That's too much work for them. You can really offer an audience absolute shit right now, and that shit can be terrible, provide them with nothing, but they will tune in. I watched all three seasons of Norsemen. There's just nothing there. How many times are we going to make that "asicle" joke? They can't do anything with those characters. The whole series is this idea that there's raping and pillaging and it's these dark ages but sometimes a character says a current phrase or uses the word "perineum." Which is mildly amusing. Once. Twice. Maybe thrice. But that's all they got. Why did I watch it? I learn. I see what is out there, what the competition is, not that this is a competition because nothing right now, save sports, is about your talent pitted against someone else's talent. Nothing in our society outside of sports happens for merit-based reasons right now; absolutely nothing. We are the complete antithesis of a meritocracy. We are a mediocrity, if you will--we have canonized the quality of being mediocre at best. Our sociological god is mediocrity. We want things and people who offer no insight, no intelligence, no entertainment, no humor, no reason to think or feel. We want to look at those things and people and think it and they are similar to us and what we are about. We want zero stakes, consequence, or meaning. And of course we want zero truth.

Records excerpted from a collection
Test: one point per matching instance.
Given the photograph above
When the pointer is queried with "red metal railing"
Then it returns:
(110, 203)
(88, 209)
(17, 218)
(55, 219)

> **TASKS AND EXERCISES**:
- a) In the commentary on Norsemen and mediocrity, how many seasons of Norsemen does the writer say they watched?
- b) Does each statement agree with the commentary on Norsemen and mediocrity? Answer yes or no, quoting the words of the commentary that decide it. (i) In the series, a character sometimes uses the word "perineum." (ii) The writer counts sports among the things that do not happen for merit-based reasons. (iii) The writer says society wants zero truth.
- c) Continue the commentary on Norsemen and mediocrity from its last sentence.

> **ANSWERS FOR THE TASKS**:
- a) All three seasons.

- b) (i) Yes: "sometimes a character says a current phrase or uses the word "perineum."" (ii) No: "nothing right now, save sports, is about your talent pitted against someone else's talent." (iii) Yes: "And of course we want zero truth."

- c)
Turn "Fitty" into a Netflix film, you'd be doing something. Adapt Dark March into a series, you'd have something. Make a cartoon out of Meatheads Say the Realest Things, you'd have something.


I don't begrudge anyone for anything they like, if they actually make an attempt, as an individual, to find things, to explore, to broaden horizons, to look for cool stuff, to be less of a lazy, dithering, helpless cow. But these are not amazing shows. They're not even any good. They're just simple and indicative of how low the bar is. If this is now "quality," imagine what actual quality is?


I need to get back to work. But I will just conclude with this. If you see a word of more than two syllables--pretty rare--on a dating site, that word is most often "compliment." It will be a woman saying, "I'm looking for someone to compliment me," because apparently less than fifty people on planet earth understand that there is also the word "complement" and it means something different. Although, at the same time, people are absurdly narcissistic, and they are often only looking for someone to compliment them. I've learned that most humans want no real connection. They want to stick their head out of their caves, though, from time to time, collect a compliment or two, tell themselves that they still belong to the human race, and then they go back into the darkness, alone as when they popped out for a bit, with no real intentions of not being alone. I'm totally alone. But the ways in which I am totally alone--logistically in my life right now, and in terms of my genius--are completely antithetical to the ways in which these people are alone. Which is one reason why I can be so open about my situation, and why they have to lie at all costs--and the price to the self--to the world about "living my best" life and all of that nonsense.